▶ _OPDRACHTEN_:
**a)** Beantwoord met behulp van de studietekst deze vragen:
(i) Tot welke datum loopt de expo in het MACBA?
(ii) Langs hoeveel geluidboxen loop je bij The Forty-Part Motet?
(iii) Op welke novelle van Kafka is The Killing Machine gebaseerd?
**b)** Schrijf uit de studietekst letterlijk alles over, vanaf "Bij elke installatie" tot en met "het onrustige echtpaar.".
***** STUDIETEKST *****
In het Museu d’Art Contemporani de Barcelona (MACBA) loopt van 1 februari tot 1 mei de expo The Killing Machine i altres històries. Het betreft tien installaties van de Canadezen Janet Cardiff en George Bures Miller. Sinds zo’n vijftien jaren, werken zij vaak samen. Het werk The Killing Machine kwam recentelijk tot stand en is de naamgever van de tentoonstelling. De installatie wordt voor het eerst aan het publiek getoond. Curator is de directeur van het MACBA, Bartomeu Marí. Van 1996 tot 2001 was Marí directeur van de toonaangevende Rotterdamse galerie Witte de With.
Bij elke installatie borrelen andere gevoelens op. The Forty-Part Motet biedt serene schoonheid; ik wandelde heen en terug langs de veertig geluidboxen en werd ontroerd door het prachtige gezang. Als toehoorder, kun je zelf bepalen hoe je wilt luisteren: het hele koor, individuele stemmen, en van alles daar tussenin. The Paradise Institute brengt je in een sfeer van amusante verwarring. Cardiff en Miller verschaffen je de illusie van een grote bioscoopzaal. Je krijgt een hoofdtelefoon op en vanuit een gemakkelijke bioscoopzetel kijk je vanaf ‘het balkon’ naar het filmscherm in de ‘verte’. Je wordt direct opgenomen in een hybride verhaal. Een nerveuze vrouw fluistert telkens in haar man's oor (jouw oor) dat ze waarschijnlijk zijn vergeten de kachel uit te doen. Het suspense verhaal op het witte doek vermengt zich allengs met de situatie van het onrustige echtpaar.
The Killing Machine zorgt voor horror. Deze installatie is gebaseerd op Kafka’s novelle In der Strafkolonie (1914). In dit verhaal gaat het om de macht van een mechanisme. Executies worden voltrokken door een foltermachine, die het gebod dat de veroordeelde heeft overtreden met een naald in zijn lichaam kerft. Ik bracht deze helse machine zelf in werking door op een rode knop te drukken. Het gaf me een gevoel van medeschuldigheid. Bij de tweede keer had ik al minder wroeging.
***** GEGEVENS *****
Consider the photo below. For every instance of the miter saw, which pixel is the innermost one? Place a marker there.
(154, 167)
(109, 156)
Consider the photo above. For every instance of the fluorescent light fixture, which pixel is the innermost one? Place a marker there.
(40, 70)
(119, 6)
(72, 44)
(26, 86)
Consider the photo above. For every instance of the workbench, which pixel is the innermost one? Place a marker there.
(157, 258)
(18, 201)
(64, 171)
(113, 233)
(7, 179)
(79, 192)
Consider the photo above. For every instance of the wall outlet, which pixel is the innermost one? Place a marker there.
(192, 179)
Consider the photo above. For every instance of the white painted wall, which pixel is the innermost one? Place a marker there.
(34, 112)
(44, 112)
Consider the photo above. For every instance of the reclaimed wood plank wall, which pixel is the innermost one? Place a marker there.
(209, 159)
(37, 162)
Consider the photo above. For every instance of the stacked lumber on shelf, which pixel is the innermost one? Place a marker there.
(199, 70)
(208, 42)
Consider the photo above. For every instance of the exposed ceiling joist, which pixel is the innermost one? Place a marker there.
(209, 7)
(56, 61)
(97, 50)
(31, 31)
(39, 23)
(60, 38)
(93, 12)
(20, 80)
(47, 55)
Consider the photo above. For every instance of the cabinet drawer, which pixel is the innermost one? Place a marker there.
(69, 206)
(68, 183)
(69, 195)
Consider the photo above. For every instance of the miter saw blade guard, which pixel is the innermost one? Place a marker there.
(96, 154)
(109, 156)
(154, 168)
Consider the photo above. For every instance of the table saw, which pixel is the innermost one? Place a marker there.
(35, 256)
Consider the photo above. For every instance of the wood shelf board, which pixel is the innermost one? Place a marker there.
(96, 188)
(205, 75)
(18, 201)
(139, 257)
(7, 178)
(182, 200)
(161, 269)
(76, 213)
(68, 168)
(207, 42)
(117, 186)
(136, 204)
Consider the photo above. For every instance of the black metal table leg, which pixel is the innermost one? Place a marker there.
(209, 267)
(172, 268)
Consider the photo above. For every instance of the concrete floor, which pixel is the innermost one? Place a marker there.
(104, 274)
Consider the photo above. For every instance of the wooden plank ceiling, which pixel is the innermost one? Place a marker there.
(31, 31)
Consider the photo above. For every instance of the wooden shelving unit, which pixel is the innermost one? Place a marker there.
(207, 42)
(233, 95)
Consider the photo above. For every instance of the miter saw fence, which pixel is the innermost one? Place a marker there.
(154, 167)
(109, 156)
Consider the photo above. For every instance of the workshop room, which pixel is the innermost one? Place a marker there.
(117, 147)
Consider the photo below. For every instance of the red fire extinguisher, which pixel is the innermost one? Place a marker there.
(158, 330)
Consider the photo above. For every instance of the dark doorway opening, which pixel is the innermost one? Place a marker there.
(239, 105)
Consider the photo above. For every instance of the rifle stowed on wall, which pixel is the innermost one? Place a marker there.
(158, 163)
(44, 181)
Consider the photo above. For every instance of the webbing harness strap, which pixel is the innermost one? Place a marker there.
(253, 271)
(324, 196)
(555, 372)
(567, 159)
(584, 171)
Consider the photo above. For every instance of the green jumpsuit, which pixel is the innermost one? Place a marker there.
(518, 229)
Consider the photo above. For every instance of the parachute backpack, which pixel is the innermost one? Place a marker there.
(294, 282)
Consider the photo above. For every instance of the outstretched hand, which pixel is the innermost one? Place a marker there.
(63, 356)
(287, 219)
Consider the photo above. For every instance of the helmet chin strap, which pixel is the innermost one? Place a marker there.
*****
▶ _ANTWOORDEN_:
**a)**
(i) Tot 1 mei.
(ii) Langs veertig geluidboxen.
(iii) Op In der Strafkolonie (1914).

**b)**
Bij elke installatie borrelen andere gevoelens op. The Forty-Part Motet biedt serene schoonheid; ik wandelde heen en terug langs de veertig geluidboxen en werd ontroerd door het prachtige gezang. Als toehoorder, kun je zelf bepalen hoe je wilt luisteren: het hele koor, individuele stemmen, en van alles daar tussenin. The Paradise Institute brengt je in een sfeer van amusante verwarring. Cardiff en Miller verschaffen je de illusie van een grote bioscoopzaal. Je krijgt een hoofdtelefoon op en vanuit een gemakkelijke bioscoopzetel kijk je vanaf ‘het balkon’ naar het filmscherm in de ‘verte’. Je wordt direct opgenomen in een hybride verhaal. Een nerveuze vrouw fluistert telkens in haar man's oor (jouw oor) dat ze waarschijnlijk zijn vergeten de kachel uit te doen. Het suspense verhaal op het witte doek vermengt zich allengs met de situatie van het onrustige echtpaar.